▶ [TASKS]:
1 > According to the OpenMP support page, which flag turns on Cuda mode?
2 > Rewrite the paragraph of the OpenMP support page that begins "Clang supports two data-sharing models" as a short list, keeping its main facts.
3 > Write out word for word the part of the OpenMP support page that starts with the words containing "Clang code generation" and finishes with "the parallel directives.".

▶ [EXCERPT TO READ]:
----

OpenMP Support

Clang fully supports OpenMP 4.5. Clang supports offloading to X86_64, AArch64, PPC64[LE] and has basic support for Cuda devices.

In addition, the LLVM OpenMP runtime libomp supports the OpenMP Tools Interface (OMPT) on x86, x86_64, AArch64, and PPC64 on Linux, Windows, and macOS.

For the list of supported features from OpenMP 5.0 see OpenMP implementation details.

General improvements

Cuda devices support

Directives execution modes

Clang code generation for target regions supports two modes: the SPMD and non-SPMD modes. Clang chooses one of these two modes automatically based on the way directives and clauses on those directives are used. The SPMD mode uses a simplified set of runtime functions thus increasing performance at the cost of supporting some OpenMP features. The non-SPMD mode is the most generic mode and supports all currently available OpenMP features. The compiler will always attempt to use the SPMD mode wherever possible. SPMD mode will not be used if:

  • The target region contains user code (other than OpenMP-specific directives) in between the target and the parallel directives.

Data-sharing modes

Clang supports two data-sharing models for Cuda devices: Generic and Cuda modes. The default mode is Generic. Cuda mode can give an additional performance and can be activated using the -fopenmp-cuda-mode flag. In Generic mode all local variables that can be shared in the parallel regions are stored in the global memory. In Cuda mode local variables are not shared between the threads and it is user responsibility to share the required data between the threads in the parallel regions.

Features not supported or with limited support for Cuda devices

  • Cancellation constructs are not supported.
  • Doacross loop nest is not supported.
  • User-defined reductions are supported only for trivial types.
  • Nested parallelism: inner parallel regions are executed sequentially.
  • Static linking of libraries containing device code is not supported yet.
  • Automatic translation of math functions in target regions to device-specific math functions is not implemented yet.
  • Debug information for OpenMP target regions is supported, but sometimes it may be required to manually specify the address class of the inspected variables. In some cases the local variables are actually allocated in the global memory, but the debug info may be not aware of it.

OpenMP 5.0 Implementation Details

The following table provides a quick overview over various OpenMP 5.0 features and their implementation status. Please contact openmp-dev at lists.llvm.org for more information or if you want to help with the implementation.

----

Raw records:
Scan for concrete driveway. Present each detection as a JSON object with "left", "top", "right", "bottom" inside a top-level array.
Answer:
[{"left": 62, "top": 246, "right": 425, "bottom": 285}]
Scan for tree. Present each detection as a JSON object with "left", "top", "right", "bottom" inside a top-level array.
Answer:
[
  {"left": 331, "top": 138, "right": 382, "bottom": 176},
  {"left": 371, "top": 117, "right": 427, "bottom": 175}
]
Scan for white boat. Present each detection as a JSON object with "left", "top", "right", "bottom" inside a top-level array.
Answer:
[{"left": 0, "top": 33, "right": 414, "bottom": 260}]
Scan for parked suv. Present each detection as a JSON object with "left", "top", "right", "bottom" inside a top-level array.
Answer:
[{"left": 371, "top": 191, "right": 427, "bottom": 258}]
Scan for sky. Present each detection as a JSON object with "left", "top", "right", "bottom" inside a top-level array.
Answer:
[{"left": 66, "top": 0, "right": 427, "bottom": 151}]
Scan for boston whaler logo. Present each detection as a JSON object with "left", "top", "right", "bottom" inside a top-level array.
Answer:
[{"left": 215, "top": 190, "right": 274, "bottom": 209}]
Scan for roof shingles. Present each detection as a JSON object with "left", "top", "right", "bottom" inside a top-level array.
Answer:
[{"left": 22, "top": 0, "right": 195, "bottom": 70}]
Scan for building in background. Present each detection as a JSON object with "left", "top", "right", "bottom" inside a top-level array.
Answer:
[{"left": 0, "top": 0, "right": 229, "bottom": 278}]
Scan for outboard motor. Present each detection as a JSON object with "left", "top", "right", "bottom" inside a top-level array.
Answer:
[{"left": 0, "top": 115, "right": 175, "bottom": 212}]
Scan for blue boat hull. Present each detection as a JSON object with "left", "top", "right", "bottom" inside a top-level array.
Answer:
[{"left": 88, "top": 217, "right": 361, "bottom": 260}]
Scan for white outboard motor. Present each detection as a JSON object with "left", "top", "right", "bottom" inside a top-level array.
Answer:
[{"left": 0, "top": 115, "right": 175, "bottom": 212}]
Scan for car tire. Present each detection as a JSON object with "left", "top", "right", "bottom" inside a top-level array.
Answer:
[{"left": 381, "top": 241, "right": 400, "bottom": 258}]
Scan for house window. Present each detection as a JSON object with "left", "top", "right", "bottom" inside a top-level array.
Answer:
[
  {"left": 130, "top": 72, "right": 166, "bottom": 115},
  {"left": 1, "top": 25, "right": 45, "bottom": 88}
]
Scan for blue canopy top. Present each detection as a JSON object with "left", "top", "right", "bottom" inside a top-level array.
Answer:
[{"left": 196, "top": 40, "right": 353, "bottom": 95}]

----

▶ [ANSWERS FOR THE TASKS]:
1 > -fopenmp-cuda-mode

2 >
- Clang has two data-sharing models for Cuda devices: Generic and Cuda.
- Generic is the default. It stores all local variables that can be shared in parallel regions in global memory.
- Cuda mode can give extra performance and is turned on with the -fopenmp-cuda-mode flag.
- In Cuda mode, local variables are not shared between threads. The user must share the required data between threads in parallel regions.

3 >
Clang code generation for target regions supports two modes: the SPMD and non-SPMD modes. Clang chooses one of these two modes automatically based on the way directives and clauses on those directives are used. The SPMD mode uses a simplified set of runtime functions thus increasing performance at the cost of supporting some OpenMP features. The non-SPMD mode is the most generic mode and supports all currently available OpenMP features. The compiler will always attempt to use the SPMD mode wherever possible. SPMD mode will not be used if:

  • The target region contains user code (other than OpenMP-specific directives) in between the target and the parallel directives.